Do this
Copy every line of the listing exactly.

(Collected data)
* * *

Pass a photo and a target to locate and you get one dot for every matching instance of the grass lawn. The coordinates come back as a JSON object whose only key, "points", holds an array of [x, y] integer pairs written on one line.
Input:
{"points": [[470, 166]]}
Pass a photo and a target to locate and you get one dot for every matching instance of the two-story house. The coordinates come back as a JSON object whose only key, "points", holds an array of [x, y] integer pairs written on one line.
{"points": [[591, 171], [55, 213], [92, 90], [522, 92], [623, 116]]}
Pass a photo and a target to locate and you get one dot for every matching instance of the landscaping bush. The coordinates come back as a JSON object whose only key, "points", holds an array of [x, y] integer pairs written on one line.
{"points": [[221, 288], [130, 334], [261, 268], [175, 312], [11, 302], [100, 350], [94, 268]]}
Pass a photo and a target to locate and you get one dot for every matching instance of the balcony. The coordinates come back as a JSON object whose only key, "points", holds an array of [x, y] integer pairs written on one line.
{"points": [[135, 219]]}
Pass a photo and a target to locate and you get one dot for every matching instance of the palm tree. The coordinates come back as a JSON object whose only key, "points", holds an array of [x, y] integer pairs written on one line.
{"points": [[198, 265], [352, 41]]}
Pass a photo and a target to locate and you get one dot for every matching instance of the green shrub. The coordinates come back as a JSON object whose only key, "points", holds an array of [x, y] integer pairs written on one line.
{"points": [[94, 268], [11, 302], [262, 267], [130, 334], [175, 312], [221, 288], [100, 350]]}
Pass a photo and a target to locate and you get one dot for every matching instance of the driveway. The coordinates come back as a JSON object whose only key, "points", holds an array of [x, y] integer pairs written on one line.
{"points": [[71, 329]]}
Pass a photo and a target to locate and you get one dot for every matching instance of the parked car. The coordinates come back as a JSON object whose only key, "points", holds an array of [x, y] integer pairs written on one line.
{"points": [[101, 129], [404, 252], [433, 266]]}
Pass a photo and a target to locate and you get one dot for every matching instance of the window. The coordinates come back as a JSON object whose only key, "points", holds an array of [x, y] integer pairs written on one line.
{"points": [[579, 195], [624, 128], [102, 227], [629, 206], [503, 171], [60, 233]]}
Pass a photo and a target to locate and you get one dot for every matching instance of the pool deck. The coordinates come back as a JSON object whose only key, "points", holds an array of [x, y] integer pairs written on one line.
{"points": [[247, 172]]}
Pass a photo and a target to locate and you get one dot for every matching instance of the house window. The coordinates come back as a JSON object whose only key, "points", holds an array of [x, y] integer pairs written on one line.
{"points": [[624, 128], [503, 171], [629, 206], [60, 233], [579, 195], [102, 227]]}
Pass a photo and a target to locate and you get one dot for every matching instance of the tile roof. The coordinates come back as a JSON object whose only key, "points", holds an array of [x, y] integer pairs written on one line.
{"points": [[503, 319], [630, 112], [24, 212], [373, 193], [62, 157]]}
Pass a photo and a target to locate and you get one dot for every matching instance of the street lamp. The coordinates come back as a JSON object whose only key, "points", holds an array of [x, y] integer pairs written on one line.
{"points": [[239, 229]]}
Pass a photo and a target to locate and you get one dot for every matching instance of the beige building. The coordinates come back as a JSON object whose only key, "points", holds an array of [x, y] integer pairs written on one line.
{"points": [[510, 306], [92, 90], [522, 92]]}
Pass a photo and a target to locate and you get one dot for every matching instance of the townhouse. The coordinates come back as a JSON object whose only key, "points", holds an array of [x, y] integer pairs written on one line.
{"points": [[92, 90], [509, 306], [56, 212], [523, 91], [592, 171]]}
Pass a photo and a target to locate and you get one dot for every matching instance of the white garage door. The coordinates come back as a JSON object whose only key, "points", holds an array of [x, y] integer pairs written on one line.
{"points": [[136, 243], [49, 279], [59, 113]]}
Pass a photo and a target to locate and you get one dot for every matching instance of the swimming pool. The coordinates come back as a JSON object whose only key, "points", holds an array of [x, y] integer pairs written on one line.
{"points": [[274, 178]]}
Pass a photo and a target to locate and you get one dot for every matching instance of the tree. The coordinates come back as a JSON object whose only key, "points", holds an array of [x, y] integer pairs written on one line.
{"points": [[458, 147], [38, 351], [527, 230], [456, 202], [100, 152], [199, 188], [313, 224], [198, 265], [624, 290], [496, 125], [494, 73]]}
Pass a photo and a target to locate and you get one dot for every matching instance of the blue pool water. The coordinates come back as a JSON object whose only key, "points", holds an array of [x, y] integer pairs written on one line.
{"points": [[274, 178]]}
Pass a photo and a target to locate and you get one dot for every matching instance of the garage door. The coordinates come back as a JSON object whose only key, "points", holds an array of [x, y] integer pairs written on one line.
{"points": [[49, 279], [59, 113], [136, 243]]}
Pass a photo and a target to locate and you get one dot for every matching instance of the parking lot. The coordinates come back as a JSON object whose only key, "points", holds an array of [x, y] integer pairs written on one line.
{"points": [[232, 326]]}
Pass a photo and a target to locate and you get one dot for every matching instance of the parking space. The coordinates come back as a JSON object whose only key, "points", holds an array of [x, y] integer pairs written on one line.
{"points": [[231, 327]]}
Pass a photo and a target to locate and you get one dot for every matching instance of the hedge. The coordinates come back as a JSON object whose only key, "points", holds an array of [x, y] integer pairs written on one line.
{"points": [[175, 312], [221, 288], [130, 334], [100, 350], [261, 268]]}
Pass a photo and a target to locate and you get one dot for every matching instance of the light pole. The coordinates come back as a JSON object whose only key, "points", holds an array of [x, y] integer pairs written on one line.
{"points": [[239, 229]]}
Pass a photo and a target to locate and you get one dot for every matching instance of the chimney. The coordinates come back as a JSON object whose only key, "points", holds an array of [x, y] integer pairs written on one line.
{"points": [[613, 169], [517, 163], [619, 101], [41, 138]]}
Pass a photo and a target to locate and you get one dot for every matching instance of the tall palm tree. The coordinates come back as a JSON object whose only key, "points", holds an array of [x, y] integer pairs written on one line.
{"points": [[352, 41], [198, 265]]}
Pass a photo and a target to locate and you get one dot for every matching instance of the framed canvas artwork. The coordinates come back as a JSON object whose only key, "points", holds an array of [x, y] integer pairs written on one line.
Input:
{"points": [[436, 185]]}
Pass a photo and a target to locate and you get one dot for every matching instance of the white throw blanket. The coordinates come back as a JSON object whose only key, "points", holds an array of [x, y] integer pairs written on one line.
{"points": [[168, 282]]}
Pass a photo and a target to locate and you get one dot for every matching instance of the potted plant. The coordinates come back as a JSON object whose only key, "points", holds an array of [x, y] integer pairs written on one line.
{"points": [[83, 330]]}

* * *

Response to the exercise
Pass a photo and a target to locate and you get one dot for every matching instance of the grass lawn. The coordinates come back as a JSON object whose only key, "points", holds an array of [x, y] integer pairs written on one line.
Input:
{"points": [[470, 166]]}
Pass a photo and a target to locate and you get one dot for every matching instance of the two-story house. The coordinates come back as a JSON object whose only key, "points", holds an array of [x, y] integer pairs written on one line.
{"points": [[591, 171], [55, 213], [92, 90], [522, 92], [623, 116]]}
Pass a photo and a target to locate and you get one dot for every matching instance of the landscaping bush. The coordinates come back as a JSON object whose only key, "points", holds an array of [x, y] integer pairs written on one line.
{"points": [[221, 288], [130, 334], [261, 268], [175, 312], [11, 302], [100, 350], [94, 268]]}
Pass a photo and a target to locate and you get one dot for every matching instance of the balcony. The coordinates come back as a JSON object whose only key, "points", holds an array of [x, y] integer pairs written on one line.
{"points": [[135, 219]]}
Pass a photo and a target to locate and you get one dot for every matching instance of the palm tree. The coordinates come back as a JSON object whose only key, "points", holds an array of [x, y] integer pairs written on one line.
{"points": [[198, 265], [352, 41]]}
Pass a photo and a target to locate and you get one dot for every matching instance of the green shrub. The coordinates come back as a JSON object whose only key, "points", holds an array of [x, y] integer pairs written on one line.
{"points": [[94, 268], [11, 302], [262, 267], [130, 334], [175, 312], [221, 288], [100, 350]]}
Pass a photo and a target to locate and you get one dot for every matching instance of the driveway. The coordinates come back as a JSON object whose only key, "points", holds an array of [x, y] integer pairs written on one line.
{"points": [[71, 329]]}
Pass a photo and a target to locate and you get one dot for every matching instance of the parked car. The coordinates come back as a JSON object whose only key, "points", holds an array of [x, y] integer pairs written on one line.
{"points": [[101, 129], [404, 252], [433, 266]]}
Pass a photo and a target to locate and you get one dot for every matching instance of the window. The coordinates come back as a JSON object whose only key, "points", holds an array of [x, y] integer pairs written on one line.
{"points": [[579, 195], [624, 128], [102, 227], [629, 206], [503, 171], [60, 233]]}
Pass a photo and a target to locate and you get one dot for every matching instance of the pool deck. The coordinates come back as a JSON object whose only key, "points", holds an array of [x, y] integer pairs written on one line.
{"points": [[247, 172]]}
Pass a photo and a target to locate and you get one dot for every matching instance of the house window. The coordinates come back as a JSON object whose only key, "points", holds an array of [x, y] integer pairs written on one line.
{"points": [[624, 128], [503, 171], [629, 206], [60, 233], [579, 195], [102, 227]]}
Pass a photo and a target to locate and you get one dot for every matching instance of the tile roof. The coordinates come back as a JSON object whose only key, "points", holds an array of [x, y] integer pairs written on one line.
{"points": [[503, 319], [630, 112], [24, 212], [373, 193], [62, 157]]}
Pass a photo and a target to locate and you get one dot for every matching instance of the street lamp. The coordinates come back as a JSON object whose only key, "points", holds an array of [x, y] integer pairs written on one line.
{"points": [[239, 229]]}
Pass a photo and a target to locate and you get one dot for every matching instance of the beige building. The coordinates come back as a JSON object whose only key, "points", holds an array of [x, y] integer pairs written on one line.
{"points": [[510, 306], [92, 90], [522, 92]]}
Pass a photo and a target to locate and you get one dot for every matching instance of the townhouse. The coordinates come back as a JSON object whose only key, "points", holds an array of [x, y] integer pairs written on one line.
{"points": [[92, 90], [509, 306], [56, 212], [523, 91], [592, 171]]}
Pass a photo and a target to locate and you get one dot for every matching instance of the white garage door. The coordinates come back as a JSON object whose only key, "points", holds an array of [x, y] integer pairs written on one line.
{"points": [[136, 243], [49, 279], [59, 113]]}
Pass a photo and a target to locate and you get one dot for every matching instance of the swimming pool. The coordinates come back as a JSON object whose only key, "points", holds an array of [x, y] integer pairs written on one line.
{"points": [[274, 178]]}
Pass a photo and a target to locate and you get one dot for every matching instance of the tree. The coordinates come back as a JSON object whose only key, "points", holds an array of [x, y] integer pairs written on one line.
{"points": [[458, 147], [38, 351], [527, 230], [456, 202], [100, 152], [199, 188], [313, 224], [198, 265], [624, 290], [496, 125], [494, 73]]}
Pass a photo and a target to locate and you get one dot for every matching instance of the blue pool water. The coordinates come back as a JSON object whose only key, "points", holds an array of [x, y] integer pairs written on one line.
{"points": [[274, 178]]}
Pass a photo and a target to locate and you get one dot for every matching instance of the garage door. The coordinates come back as a JSON object whose only key, "points", holds an array of [x, y] integer pairs written on one line.
{"points": [[49, 279], [59, 113], [136, 243]]}
Pass a photo and a target to locate and you get one dot for every matching instance of the parking lot. The coordinates come back as a JSON object whose only key, "points", holds an array of [x, y] integer pairs written on one line.
{"points": [[232, 326]]}
Pass a photo and a target to locate and you get one dot for every matching instance of the parking space. The coordinates come back as a JSON object whose only key, "points", holds an array of [x, y] integer pairs written on one line.
{"points": [[231, 327]]}
Pass a photo and a target to locate and you get one dot for every matching instance of the hedge. The coordinates come back as a JSON object whose only key, "points", holds an array of [x, y] integer pairs written on one line.
{"points": [[175, 312], [221, 288], [130, 334], [100, 350], [261, 268]]}
Pass a photo and a target to locate and you get one dot for every matching instance of the light pole. The coordinates come back as a JSON object whose only key, "points", holds an array of [x, y] integer pairs written on one line.
{"points": [[239, 229]]}
Pass a photo and a target to locate and you get one dot for every matching instance of the chimney. The coordinates come back as a JSON object whose only key, "points", holds an array of [x, y] integer pairs written on one line.
{"points": [[613, 169], [517, 163], [619, 101], [41, 138]]}
Pass a photo and a target to locate and you get one dot for every matching instance of the tall palm tree. The coordinates come back as a JSON object whose only key, "points", holds an array of [x, y] integer pairs written on one line.
{"points": [[352, 41], [198, 265]]}
Pass a photo and a target to locate and you get one dot for every matching instance of the framed canvas artwork. The coordinates come back as a JSON object whose only key, "points", holds an array of [x, y] integer pairs written on one line.
Input:
{"points": [[436, 185]]}
Pass a photo and a target to locate and you get one dot for every matching instance of the white throw blanket. The coordinates come back as a JSON object whose only key, "points", holds an array of [x, y] integer pairs written on one line.
{"points": [[168, 282]]}
Pass a photo and a target to locate and you get one dot for every matching instance of the potted plant. The coordinates come back as a JSON object whose only key, "points", holds an array of [x, y] integer pairs written on one line.
{"points": [[83, 330]]}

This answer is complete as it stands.